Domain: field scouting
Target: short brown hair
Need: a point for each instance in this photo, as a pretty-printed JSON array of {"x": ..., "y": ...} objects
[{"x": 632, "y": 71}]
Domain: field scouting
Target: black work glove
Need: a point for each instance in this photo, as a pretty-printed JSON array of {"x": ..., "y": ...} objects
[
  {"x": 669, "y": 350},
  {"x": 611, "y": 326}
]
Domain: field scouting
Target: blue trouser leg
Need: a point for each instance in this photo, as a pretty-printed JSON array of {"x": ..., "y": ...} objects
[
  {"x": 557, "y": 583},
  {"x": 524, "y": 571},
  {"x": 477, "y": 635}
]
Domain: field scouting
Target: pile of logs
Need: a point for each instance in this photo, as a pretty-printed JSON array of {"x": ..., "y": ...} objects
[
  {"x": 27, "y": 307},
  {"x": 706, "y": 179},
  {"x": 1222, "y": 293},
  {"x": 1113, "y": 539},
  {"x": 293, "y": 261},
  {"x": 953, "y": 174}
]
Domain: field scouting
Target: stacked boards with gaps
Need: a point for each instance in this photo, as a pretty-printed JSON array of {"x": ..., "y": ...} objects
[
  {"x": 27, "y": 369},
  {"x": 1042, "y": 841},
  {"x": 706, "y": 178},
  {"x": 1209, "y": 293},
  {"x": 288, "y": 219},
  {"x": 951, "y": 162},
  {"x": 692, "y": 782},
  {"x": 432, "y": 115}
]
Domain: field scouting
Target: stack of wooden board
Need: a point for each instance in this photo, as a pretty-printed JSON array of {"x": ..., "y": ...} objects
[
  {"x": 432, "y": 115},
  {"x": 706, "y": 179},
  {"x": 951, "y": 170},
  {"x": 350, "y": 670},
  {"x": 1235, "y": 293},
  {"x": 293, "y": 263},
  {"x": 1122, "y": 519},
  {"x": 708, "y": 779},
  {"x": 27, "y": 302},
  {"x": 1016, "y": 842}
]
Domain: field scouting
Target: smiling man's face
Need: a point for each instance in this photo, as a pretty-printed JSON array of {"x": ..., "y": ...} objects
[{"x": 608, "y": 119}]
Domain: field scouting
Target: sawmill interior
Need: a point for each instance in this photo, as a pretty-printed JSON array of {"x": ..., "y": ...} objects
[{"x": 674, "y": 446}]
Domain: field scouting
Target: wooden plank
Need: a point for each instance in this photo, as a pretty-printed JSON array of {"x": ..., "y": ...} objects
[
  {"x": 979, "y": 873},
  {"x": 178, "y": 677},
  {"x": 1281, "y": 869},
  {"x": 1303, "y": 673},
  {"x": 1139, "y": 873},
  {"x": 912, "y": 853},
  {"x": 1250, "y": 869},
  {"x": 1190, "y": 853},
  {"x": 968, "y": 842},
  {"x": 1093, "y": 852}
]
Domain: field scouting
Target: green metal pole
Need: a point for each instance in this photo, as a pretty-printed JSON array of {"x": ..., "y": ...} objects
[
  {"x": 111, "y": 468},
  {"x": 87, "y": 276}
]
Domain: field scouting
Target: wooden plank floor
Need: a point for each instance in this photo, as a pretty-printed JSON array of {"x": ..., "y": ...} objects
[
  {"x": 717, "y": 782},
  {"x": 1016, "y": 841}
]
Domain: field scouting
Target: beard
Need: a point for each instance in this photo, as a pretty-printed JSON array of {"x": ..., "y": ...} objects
____
* _DIRECTIVE_:
Quote all the records. Keep every word exact.

* _COMPLETE RESPONSE_:
Domain: field scouting
Target: short brown hair
Need: a point for each instance in this photo, as a pretty-printed JSON array of {"x": ..., "y": ...} objects
[{"x": 632, "y": 71}]
Domain: field scouting
Target: black work glove
Need: a point for each instance in this photo, as a pretty-printed JSON array of {"x": ..., "y": ...} objects
[
  {"x": 669, "y": 350},
  {"x": 611, "y": 326}
]
Domain: field scouting
Target: blue trouser leg
Need: a point for each instance in this photo, as a pretty-printed JSON array of {"x": ..., "y": ...} objects
[
  {"x": 557, "y": 583},
  {"x": 524, "y": 571},
  {"x": 477, "y": 635}
]
Domain: field scouting
Target: pile of logs
Need: a point for each instance in this photo, as a pretty-printed JSON array of {"x": ..., "y": ...} objects
[
  {"x": 27, "y": 307},
  {"x": 706, "y": 179},
  {"x": 1222, "y": 293},
  {"x": 1113, "y": 539},
  {"x": 293, "y": 261},
  {"x": 953, "y": 174}
]
Domain: field scouting
Target: stacked boards with gaps
Need: a point for each instance in this photo, as a pretty-printed JSON array of {"x": ..., "y": ...} objects
[
  {"x": 27, "y": 369},
  {"x": 1042, "y": 841},
  {"x": 706, "y": 178},
  {"x": 1209, "y": 293},
  {"x": 288, "y": 219},
  {"x": 951, "y": 162},
  {"x": 692, "y": 782},
  {"x": 432, "y": 115}
]
Domain: field scouting
Target: stack of wooden board
Need: a point for each instance in this photo, as a pretty-printed JSON array of {"x": ..., "y": ...} objects
[
  {"x": 432, "y": 115},
  {"x": 706, "y": 179},
  {"x": 951, "y": 170},
  {"x": 350, "y": 670},
  {"x": 1235, "y": 293},
  {"x": 293, "y": 263},
  {"x": 1122, "y": 519},
  {"x": 708, "y": 779},
  {"x": 27, "y": 302},
  {"x": 1016, "y": 842}
]
Domain: field scouting
Target: smiling man's face
Need: a point for each instance in this photo, as a pretty-printed JSON array of {"x": ..., "y": ...} objects
[{"x": 608, "y": 119}]
Domain: field scouting
Target: sawmill interior
Need: a point for each instance in this photo, as a pretty-printed JSON array of {"x": ..., "y": ...} objects
[{"x": 674, "y": 446}]
Domain: field scouting
Target: wooden plank
Need: a point for each instance in this photo, as a pretty-printed JSON array of {"x": ..., "y": ...} objects
[
  {"x": 979, "y": 873},
  {"x": 178, "y": 677},
  {"x": 1281, "y": 869},
  {"x": 1303, "y": 673},
  {"x": 1139, "y": 873},
  {"x": 912, "y": 853},
  {"x": 1250, "y": 869},
  {"x": 1190, "y": 853},
  {"x": 968, "y": 842},
  {"x": 1093, "y": 852}
]
Domain: field scouting
Target: green metal pole
Need: a point for each instance in this photo, as a pretty-printed JSON array of {"x": ..., "y": ...} objects
[
  {"x": 111, "y": 468},
  {"x": 87, "y": 276}
]
Domain: field scouting
Target: wooden plank floor
Need: a point for each instance in this photo, as a pretty-printed JSON array of {"x": ..., "y": ...} objects
[
  {"x": 717, "y": 782},
  {"x": 1016, "y": 841}
]
Domain: field scouting
Target: beard
Need: a point for each instance in this photo, as a pretty-printed JSON array of {"x": ..., "y": ...} objects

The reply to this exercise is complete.